* **Extrait**
Est-ce qu’avant de te lancer dans l’écriture du roman, tu as besoin de bâtir une architecture ou est-ce que tu écris au fil de l’eau ?

Avant de me lancer dans l’écriture, je ne fais pas un plan ou un traitement comme pour le scénario. Mais, j’ai besoin de connaître le mouvement du livre. Où il commence et comment il va, plus ou moins, se terminer. Non pas la scène finale, mais la couleur de cette fin, la tonalité. Après, peu à peu, l’histoire et les personnages viennent dessiner ce mouvement et le rendre tangible.

Pour moi, l’écriture du roman commence vraiment quand j’ai trouvé le rythme. Avant de le trouver, je peux écrire des centaines de pages et les jeter, ou bien tourner autour des phrases pendant des semaines. C’est quand le rythme s’installe, quand il est le bon, que j’ai l’impression que ça y est, l’écriture va commencer.

Combien de temps te prennent chaque étape : documentation, personnages, situation…

Je ne procède pas par étape, pas comme un scénario, je me sens plus libre avec le roman. En revanche, je me documente tout le long de l’écriture, je regarde des films ou lis des livres en rapport avec ce que j’écris, et je reviens énormément en arrière. Je me relis sans cesse, je coupe, je réécris, je jette, je recommence. J’ai l’impression de sculpter le roman au fur et à mesure, de trouver sa forme, d’affiner les personnages, de polir la matière. Tout ce travail autour du livre et avec le livre me prend entre deux ans et demi et trois ans, mais je n’écris pas toute la journée. Je partage mon temps entre le livre et les scénarios.

Est-ce qu’en écrivant ce roman tu penses que l’écriture ou plutôt la lecture peut permettre une prise de conscience ? Est-ce qu’au fond grâce à ce livre, c’est ta façon de « faire ta part » pour dénoncer les injustices d’aujourd’hui ? 

Les scénarios que j’écris au quotidien comblent mon désir de fictions, de personnages. Je n’ai pas besoin de réitérer cette envie dans un livre. Le livre, la littérature, génère un autre désir, celui de porter un regard sur ce monde, sur son présent ou son passé, sur ses dérives, sur ces contradictions, d’aller au-delà des apparences, des croyances, de la bien-pensance, de dessiner des personnages que l’on ne voit pas au quotidien, leur donner une voix, décrire leur vie, les faire connaître… C’est partager avec les lecteurs ce regard, ces réflexions, ces interrogations. J’ai remarqué que quand on raconte l’histoire d’un personnage, quand on lui donne une épaisseur, quand on décrit ses joies et ses peines, étrangement ce personnage sort de la catégorie dans laquelle on le place habituellement dans la vie « réelle » – un étranger, une policière, un homosexuel, un vieux, un trader, etc – pour devenir un être familier. Ce qui est incroyable !

* **Énoncé 1**
Mettez à jour les lignes de la liste situées entre celle qui contient « Return the outline of every instance of the **railing** » et celle qui contient « M249 125L249 149L250 », ces deux lignes comprises. Remplacez « evenodd » par « nonzero » sans rien modifier d’autre.
L’extrait et la liste n’ont aucun lien entre eux.

* **Données**
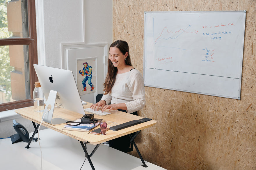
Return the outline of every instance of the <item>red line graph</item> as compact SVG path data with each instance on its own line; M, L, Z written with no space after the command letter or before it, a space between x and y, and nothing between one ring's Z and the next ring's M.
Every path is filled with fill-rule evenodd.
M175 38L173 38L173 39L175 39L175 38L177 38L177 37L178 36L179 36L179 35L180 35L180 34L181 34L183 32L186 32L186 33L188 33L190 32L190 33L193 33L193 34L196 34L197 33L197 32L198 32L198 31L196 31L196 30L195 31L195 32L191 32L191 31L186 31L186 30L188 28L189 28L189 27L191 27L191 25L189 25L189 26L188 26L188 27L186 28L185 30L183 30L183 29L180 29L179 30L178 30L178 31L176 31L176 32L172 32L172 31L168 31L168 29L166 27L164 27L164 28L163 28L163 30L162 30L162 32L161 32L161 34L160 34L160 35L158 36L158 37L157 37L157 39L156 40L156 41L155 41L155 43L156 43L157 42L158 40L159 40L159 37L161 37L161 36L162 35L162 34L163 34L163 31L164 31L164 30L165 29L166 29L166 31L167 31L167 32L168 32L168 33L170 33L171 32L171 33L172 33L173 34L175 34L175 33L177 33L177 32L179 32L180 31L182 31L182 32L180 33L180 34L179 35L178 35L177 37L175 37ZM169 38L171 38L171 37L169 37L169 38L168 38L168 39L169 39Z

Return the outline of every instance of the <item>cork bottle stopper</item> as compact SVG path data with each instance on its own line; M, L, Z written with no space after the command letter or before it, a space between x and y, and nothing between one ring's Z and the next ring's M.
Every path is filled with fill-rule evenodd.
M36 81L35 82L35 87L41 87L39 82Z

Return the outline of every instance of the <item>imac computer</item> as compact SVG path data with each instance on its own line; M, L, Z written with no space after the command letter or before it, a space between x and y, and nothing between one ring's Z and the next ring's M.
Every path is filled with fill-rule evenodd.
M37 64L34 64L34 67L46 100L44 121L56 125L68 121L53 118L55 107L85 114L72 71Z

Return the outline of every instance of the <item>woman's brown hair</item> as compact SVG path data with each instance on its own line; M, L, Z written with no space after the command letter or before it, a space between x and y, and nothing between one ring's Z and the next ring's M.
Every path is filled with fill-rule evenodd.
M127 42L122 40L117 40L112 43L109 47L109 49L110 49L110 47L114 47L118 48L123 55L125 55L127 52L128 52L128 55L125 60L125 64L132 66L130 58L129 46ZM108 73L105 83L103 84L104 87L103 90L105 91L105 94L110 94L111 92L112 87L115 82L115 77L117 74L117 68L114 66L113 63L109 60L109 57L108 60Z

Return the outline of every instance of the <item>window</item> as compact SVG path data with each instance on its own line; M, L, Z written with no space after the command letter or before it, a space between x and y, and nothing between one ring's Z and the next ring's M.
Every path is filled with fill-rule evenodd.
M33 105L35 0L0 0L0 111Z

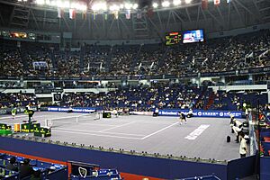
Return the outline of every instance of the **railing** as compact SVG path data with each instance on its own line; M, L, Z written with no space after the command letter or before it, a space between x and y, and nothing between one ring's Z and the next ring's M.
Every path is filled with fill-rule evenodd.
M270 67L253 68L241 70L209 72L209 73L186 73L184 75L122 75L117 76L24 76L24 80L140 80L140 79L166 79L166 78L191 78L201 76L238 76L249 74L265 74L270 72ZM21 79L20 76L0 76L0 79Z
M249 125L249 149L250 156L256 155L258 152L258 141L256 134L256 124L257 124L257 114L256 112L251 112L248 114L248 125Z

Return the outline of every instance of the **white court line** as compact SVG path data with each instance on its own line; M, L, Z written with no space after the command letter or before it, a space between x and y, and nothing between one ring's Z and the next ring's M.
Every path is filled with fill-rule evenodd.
---
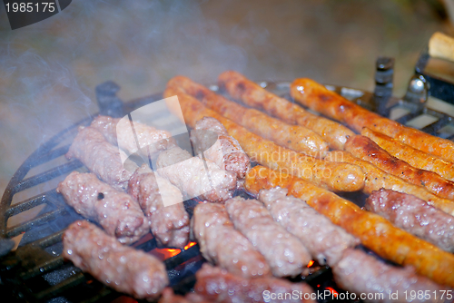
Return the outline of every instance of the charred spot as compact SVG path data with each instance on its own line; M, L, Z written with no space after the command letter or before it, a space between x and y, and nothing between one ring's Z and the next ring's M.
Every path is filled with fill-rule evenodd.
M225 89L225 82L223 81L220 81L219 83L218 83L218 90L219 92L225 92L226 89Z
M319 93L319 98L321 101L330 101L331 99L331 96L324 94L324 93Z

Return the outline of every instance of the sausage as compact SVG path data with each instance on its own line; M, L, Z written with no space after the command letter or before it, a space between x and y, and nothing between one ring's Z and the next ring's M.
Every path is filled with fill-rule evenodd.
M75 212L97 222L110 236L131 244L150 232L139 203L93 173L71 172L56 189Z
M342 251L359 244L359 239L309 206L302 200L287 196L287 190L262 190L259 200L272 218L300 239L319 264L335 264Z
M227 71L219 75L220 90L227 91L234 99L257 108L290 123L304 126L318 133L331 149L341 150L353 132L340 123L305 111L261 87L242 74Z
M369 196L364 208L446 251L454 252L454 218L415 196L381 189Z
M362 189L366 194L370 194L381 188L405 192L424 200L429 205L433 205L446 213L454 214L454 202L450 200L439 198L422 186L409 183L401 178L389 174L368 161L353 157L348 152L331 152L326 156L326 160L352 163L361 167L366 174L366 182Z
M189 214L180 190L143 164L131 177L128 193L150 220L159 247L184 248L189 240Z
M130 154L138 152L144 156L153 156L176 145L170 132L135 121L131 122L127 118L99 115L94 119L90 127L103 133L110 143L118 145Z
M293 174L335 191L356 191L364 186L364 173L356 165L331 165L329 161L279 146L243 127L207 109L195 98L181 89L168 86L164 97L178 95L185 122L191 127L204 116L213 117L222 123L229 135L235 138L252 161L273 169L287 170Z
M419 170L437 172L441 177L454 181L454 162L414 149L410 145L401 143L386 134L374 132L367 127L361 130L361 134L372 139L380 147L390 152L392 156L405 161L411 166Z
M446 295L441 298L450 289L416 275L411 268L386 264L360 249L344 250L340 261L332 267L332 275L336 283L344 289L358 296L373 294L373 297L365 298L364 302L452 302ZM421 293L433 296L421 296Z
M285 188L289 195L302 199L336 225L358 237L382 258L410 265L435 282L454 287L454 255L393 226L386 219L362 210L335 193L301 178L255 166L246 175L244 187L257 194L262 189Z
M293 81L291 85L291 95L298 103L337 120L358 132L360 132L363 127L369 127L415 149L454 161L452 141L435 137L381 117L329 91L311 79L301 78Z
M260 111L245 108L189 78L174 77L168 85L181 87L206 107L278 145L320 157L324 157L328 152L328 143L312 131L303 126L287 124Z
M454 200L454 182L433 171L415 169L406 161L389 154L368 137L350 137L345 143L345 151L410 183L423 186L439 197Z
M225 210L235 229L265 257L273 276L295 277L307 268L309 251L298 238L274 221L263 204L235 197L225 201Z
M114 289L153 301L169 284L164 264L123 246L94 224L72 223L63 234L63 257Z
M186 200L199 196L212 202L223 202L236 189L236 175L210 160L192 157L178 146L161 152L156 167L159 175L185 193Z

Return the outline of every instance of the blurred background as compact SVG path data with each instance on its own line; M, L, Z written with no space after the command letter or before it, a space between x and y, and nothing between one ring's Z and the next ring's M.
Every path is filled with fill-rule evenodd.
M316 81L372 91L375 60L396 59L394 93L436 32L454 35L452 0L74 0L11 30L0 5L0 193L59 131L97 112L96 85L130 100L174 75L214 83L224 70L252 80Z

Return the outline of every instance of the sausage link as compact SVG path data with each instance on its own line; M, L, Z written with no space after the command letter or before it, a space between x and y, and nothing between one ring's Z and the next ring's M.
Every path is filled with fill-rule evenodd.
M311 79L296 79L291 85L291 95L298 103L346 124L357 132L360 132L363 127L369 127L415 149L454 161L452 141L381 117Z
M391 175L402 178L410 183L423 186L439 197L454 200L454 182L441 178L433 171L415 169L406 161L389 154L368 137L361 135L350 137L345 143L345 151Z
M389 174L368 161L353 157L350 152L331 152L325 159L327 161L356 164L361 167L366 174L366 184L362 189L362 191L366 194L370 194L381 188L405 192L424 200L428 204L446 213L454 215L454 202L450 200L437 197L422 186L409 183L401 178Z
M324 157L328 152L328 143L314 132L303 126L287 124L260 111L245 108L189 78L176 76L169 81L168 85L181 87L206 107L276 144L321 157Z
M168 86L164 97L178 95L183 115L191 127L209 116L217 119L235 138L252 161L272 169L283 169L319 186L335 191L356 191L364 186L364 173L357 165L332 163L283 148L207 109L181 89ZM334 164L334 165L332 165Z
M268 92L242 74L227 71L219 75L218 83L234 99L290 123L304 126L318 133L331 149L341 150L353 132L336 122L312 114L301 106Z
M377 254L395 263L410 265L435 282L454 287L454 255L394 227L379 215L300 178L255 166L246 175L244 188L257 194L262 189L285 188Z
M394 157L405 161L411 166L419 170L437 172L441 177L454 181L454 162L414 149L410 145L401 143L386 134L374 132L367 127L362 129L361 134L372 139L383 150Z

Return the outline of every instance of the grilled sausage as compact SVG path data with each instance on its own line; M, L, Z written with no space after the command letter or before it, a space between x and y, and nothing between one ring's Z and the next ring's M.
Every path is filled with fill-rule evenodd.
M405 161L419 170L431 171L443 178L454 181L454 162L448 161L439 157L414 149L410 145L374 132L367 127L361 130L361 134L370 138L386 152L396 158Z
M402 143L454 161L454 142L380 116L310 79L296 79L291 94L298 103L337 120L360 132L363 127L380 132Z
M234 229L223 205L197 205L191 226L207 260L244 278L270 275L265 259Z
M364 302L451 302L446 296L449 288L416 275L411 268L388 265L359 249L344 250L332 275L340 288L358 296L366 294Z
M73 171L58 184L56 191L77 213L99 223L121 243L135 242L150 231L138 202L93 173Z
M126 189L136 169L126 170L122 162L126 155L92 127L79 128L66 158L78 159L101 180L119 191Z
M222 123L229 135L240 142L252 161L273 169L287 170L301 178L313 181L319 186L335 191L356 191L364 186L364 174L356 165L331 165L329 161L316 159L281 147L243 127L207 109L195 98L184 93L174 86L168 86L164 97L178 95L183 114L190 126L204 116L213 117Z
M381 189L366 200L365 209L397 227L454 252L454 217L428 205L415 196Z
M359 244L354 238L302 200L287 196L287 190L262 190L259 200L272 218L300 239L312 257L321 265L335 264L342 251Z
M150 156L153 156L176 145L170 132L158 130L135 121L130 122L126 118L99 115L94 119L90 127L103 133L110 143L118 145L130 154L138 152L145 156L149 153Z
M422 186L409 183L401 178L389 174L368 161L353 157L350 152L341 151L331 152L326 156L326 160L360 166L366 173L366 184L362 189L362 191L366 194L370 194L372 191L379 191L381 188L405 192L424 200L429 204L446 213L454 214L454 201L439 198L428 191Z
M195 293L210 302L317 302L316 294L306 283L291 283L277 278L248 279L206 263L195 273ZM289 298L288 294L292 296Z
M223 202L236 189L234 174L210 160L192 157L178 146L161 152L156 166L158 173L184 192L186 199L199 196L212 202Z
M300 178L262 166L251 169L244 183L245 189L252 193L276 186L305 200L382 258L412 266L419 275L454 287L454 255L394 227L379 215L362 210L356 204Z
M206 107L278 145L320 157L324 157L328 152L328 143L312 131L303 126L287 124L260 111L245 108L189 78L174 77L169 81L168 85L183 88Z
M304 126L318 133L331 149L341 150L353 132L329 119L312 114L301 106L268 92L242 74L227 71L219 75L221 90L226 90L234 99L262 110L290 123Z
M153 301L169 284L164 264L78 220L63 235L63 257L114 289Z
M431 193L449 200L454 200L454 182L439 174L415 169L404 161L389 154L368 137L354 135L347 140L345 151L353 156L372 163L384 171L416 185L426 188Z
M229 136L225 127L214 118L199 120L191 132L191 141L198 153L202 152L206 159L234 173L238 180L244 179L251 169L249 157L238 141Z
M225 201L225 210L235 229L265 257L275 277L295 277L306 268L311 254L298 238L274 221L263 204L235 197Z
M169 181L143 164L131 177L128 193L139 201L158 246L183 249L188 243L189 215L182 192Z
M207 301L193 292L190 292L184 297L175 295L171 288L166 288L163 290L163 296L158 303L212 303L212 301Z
---
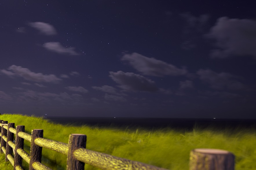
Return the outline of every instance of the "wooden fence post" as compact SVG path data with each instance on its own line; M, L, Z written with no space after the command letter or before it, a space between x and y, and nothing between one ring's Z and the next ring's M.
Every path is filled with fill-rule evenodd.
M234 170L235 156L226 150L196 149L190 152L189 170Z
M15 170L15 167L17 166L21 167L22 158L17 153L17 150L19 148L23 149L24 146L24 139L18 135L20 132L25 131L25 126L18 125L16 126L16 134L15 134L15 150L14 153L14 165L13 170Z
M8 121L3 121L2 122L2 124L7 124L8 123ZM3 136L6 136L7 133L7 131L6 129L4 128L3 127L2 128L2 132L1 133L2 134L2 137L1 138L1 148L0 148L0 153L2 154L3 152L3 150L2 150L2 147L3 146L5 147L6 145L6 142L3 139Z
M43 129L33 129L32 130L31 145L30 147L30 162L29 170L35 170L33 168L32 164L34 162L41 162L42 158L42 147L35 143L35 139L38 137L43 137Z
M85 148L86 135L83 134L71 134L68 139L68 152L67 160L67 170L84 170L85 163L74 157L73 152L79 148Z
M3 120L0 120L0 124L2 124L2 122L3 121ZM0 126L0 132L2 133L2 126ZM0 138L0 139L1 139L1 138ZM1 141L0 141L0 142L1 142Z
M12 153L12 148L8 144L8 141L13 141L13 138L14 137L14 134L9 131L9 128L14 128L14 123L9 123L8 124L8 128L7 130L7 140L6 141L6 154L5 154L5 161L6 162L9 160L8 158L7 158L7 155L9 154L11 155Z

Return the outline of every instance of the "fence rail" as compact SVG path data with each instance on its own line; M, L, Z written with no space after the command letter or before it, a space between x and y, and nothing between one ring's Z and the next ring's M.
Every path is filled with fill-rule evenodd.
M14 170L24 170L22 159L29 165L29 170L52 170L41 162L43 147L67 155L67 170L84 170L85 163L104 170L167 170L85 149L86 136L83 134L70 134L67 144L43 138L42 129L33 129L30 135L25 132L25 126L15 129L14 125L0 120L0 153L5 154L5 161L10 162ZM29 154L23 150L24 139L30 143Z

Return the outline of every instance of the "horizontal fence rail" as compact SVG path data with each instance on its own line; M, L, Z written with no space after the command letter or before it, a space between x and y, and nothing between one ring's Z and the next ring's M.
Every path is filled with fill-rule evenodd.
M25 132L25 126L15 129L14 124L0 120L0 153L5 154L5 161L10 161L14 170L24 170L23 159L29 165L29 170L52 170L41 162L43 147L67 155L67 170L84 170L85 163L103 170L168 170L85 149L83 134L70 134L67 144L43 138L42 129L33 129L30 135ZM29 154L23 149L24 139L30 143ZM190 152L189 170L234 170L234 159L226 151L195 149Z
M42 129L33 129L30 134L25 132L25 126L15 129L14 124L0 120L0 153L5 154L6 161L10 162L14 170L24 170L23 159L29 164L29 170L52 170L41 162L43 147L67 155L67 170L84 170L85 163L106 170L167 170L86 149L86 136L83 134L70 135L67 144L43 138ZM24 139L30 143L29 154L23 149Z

* **Énoncé 2**
D’après l’extrait, combien de temps dure tout le travail autour du livre et avec le livre ?

* **Corrigé 1**
Return the outline of every instance of the **railing** as compact SVG path data with each instance on its own line; M, L, Z written with no space after the command letter or before it, a space between x and y, and nothing between one ring's Z and the next ring's M.
Every path is filled with fill-rule nonzero.
M270 67L253 68L241 70L209 72L209 73L186 73L184 75L122 75L117 76L24 76L24 80L140 80L140 79L166 79L166 78L191 78L201 76L238 76L249 74L265 74L270 72ZM21 79L20 76L0 76L0 79Z
M249 125L249 149L250 156L256 155L258 152L258 141L256 134L256 124L257 124L257 114L256 112L251 112L248 114L248 125Z

* **Corrigé 2**
Entre deux ans et demi et trois ans.